Problems and tasks:
1. Return everything from "EMV is an acronym" down to "card is used." in the chip card passage, copied word for word.
2. Answer these questions from the chip card passage:
(a) What does the acronym EMV stand for?
(b) In which types of cards is EMV technology commonly found?
(c) What does the chip generate for every transaction?

Supplied passage:
:::::
What Is a Chip Card?

Chip cards are also known as smart cards, EMV cards, chip and pin cards, chip and signature cards, or integrated circuit cards, among others. It is a type of bank card that uses EMV technology to store data and process transactions. This technology is commonly found in debit cards, credit cards, and prepaid smart cards.

EMV is an acronym for Europay, Mastercard, and Visa, the three companies that created the EMV standard and the first to adopt the technology. EMV chip cards use an integrated circuit chip that is embedded in the plastic material of the card. This IC chip is actually a small computer with a microprocessor, application software, internal memory, and even wireless connectivity in contactless cards. This stores user information and generates a special code for every transaction, which is in turn verified by the financial institution that issued the card or the terminal where the card is used.
:::::
Information given:

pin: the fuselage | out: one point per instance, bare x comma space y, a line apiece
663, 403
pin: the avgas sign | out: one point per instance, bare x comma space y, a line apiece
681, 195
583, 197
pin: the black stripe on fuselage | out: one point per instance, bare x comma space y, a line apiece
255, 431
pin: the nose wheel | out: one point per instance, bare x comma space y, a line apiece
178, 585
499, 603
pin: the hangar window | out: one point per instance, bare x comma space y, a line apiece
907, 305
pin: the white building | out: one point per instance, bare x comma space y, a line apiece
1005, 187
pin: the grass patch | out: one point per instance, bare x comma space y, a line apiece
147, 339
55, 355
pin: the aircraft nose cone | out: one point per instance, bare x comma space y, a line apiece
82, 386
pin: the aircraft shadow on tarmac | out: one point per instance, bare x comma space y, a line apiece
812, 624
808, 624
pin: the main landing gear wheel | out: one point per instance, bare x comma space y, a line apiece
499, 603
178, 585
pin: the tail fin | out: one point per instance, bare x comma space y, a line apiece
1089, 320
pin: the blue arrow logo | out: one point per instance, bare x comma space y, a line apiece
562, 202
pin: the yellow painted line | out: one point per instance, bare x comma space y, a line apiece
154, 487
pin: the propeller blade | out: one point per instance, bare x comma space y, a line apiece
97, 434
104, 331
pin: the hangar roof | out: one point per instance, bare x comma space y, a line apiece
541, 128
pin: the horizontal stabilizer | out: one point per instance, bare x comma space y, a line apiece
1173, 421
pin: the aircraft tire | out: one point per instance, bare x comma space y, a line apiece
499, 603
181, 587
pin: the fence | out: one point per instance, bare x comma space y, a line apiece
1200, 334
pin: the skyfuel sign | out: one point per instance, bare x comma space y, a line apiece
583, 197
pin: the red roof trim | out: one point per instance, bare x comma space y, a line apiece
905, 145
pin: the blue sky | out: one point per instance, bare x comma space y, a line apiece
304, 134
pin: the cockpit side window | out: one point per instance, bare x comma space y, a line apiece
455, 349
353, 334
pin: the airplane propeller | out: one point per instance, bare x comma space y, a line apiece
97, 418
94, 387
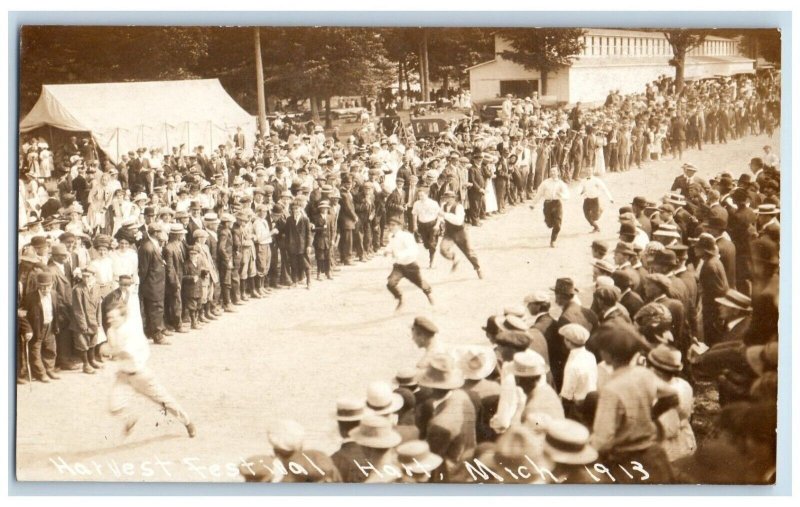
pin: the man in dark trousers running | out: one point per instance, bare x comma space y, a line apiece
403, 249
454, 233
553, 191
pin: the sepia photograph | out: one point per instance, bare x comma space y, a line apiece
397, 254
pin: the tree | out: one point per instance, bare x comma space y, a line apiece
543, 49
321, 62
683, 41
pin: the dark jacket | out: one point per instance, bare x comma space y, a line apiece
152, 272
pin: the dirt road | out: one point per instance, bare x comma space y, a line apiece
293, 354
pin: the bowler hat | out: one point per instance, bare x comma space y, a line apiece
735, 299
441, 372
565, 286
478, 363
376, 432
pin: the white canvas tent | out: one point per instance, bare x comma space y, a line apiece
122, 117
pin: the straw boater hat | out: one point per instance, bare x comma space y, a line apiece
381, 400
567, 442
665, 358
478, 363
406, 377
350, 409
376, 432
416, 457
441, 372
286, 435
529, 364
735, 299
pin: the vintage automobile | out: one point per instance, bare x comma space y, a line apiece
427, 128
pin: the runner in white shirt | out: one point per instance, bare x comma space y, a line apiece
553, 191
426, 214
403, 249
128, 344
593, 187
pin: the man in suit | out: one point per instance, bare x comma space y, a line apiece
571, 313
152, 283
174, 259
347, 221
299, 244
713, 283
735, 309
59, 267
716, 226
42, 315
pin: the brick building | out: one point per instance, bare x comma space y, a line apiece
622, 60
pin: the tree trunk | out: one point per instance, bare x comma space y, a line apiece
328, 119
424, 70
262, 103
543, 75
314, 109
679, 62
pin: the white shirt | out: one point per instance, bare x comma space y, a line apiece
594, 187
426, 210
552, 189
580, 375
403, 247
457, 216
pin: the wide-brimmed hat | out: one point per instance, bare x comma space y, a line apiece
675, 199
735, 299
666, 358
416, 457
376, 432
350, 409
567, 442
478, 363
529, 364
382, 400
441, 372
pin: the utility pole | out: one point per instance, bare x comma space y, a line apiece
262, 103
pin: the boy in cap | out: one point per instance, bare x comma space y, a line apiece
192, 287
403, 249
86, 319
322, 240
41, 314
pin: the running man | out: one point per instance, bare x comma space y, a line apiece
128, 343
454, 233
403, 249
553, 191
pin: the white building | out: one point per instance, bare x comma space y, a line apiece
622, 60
:::::
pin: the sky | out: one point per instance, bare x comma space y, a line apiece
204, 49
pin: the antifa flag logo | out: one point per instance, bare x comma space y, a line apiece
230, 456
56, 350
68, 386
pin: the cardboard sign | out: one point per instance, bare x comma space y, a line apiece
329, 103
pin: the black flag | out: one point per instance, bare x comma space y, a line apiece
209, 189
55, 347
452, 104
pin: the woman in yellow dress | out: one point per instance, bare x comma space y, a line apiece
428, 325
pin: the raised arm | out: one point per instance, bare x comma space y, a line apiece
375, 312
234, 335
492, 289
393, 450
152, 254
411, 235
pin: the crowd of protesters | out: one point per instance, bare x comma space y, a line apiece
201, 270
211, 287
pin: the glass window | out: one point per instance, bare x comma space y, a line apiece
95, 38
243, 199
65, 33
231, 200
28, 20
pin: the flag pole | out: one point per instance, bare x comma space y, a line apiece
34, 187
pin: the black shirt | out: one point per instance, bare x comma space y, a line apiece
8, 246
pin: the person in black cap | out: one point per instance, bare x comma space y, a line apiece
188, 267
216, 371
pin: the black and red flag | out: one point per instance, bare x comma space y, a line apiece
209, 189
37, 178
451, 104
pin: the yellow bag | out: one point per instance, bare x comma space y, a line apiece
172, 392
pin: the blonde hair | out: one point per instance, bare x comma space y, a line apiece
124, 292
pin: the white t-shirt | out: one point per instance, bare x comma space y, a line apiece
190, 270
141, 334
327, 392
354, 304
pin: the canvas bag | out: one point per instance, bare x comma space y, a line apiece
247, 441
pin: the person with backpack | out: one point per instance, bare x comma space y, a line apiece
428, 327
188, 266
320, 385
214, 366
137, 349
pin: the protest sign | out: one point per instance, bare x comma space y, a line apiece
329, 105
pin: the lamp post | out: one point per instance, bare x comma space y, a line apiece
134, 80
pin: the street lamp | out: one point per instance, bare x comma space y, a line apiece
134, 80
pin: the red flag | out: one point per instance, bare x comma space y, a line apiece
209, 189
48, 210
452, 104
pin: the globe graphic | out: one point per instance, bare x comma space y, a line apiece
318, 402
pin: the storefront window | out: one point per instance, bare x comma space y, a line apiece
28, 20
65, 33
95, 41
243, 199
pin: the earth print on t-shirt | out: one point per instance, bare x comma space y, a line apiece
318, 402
:::::
Outputs by task:
1.
EMV is an acronym for Europay, Mastercard, and Visa, the three companies that created the EMV standard and the first to adopt the technology. EMV chip cards use an integrated circuit chip that is embedded in the plastic material of the card. This IC chip is actually a small computer with a microprocessor, application software, internal memory, and even wireless connectivity in contactless cards. This stores user information and generates a special code for every transaction, which is in turn verified by the financial institution that issued the card or the terminal where the card is used.

2.
(a) Europay, Mastercard, and Visa
(b) Debit cards, credit cards, and prepaid smart cards
(c) A special code